## USING THE INFORMATION
#1 Translate this sentence from the report on Karangetang into Spanish: "The next day at 1140, a cauliflower-shaped eruption column rose 1,200 m above the crater."
#2 Transcribe the portion of the report on Karangetang starting at "Karangetang (Indonesia) Cauliflower-shaped" and ending at "km in diameter.".

## TEXT PROVIDED
Report on Karangetang (Indonesia) — September 1980
Scientific Event Alert Network Bulletin, vol. 5, no. 9 (September 1980)
Managing Editor: David Squires.
Karangetang (Indonesia) Cauliflower-shaped cloud; incandescent tephra
Please cite this report as:
Global Volcanism Program, 1980. Report on Karangetang (Indonesia) (Squires, D., ed.). Scientific Event Alert Network Bulletin, 5:9. Smithsonian Institution. https://doi.org/10.5479/si.GVP.SEAN198009-267020.
2.781°N, 125.407°E; summit elev. 1797 m
All times are local (unless otherwise noted)
A seismograph recorded an explosion . . . on 12 September at 0410. The next day at 1140, a cauliflower-shaped eruption column rose 1,200 m above the crater. Similar explosions had occurred on 3 July and three times in August, depositing incandescent tephra over an area 3 km in diameter.

## INPUT DATA
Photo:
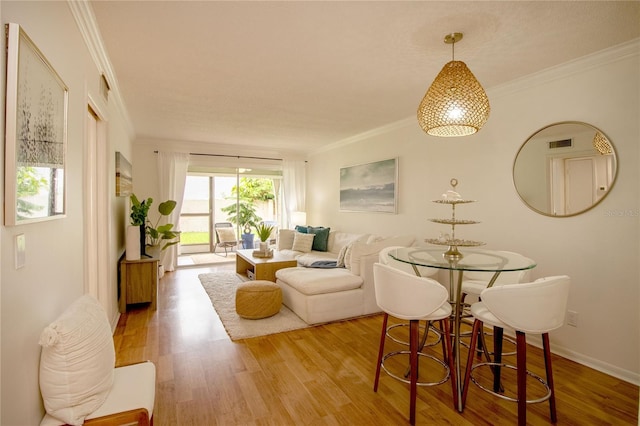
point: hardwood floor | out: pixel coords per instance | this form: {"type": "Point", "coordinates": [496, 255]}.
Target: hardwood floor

## EXPECTED OUTPUTS
#1 Al día siguiente, a las 1140, una columna eruptiva en forma de coliflor se elevó 1200 m por encima del cráter.

#2
Karangetang (Indonesia) Cauliflower-shaped cloud; incandescent tephra
Please cite this report as:
Global Volcanism Program, 1980. Report on Karangetang (Indonesia) (Squires, D., ed.). Scientific Event Alert Network Bulletin, 5:9. Smithsonian Institution. https://doi.org/10.5479/si.GVP.SEAN198009-267020.
2.781°N, 125.407°E; summit elev. 1797 m
All times are local (unless otherwise noted)
A seismograph recorded an explosion . . . on 12 September at 0410. The next day at 1140, a cauliflower-shaped eruption column rose 1,200 m above the crater. Similar explosions had occurred on 3 July and three times in August, depositing incandescent tephra over an area 3 km in diameter.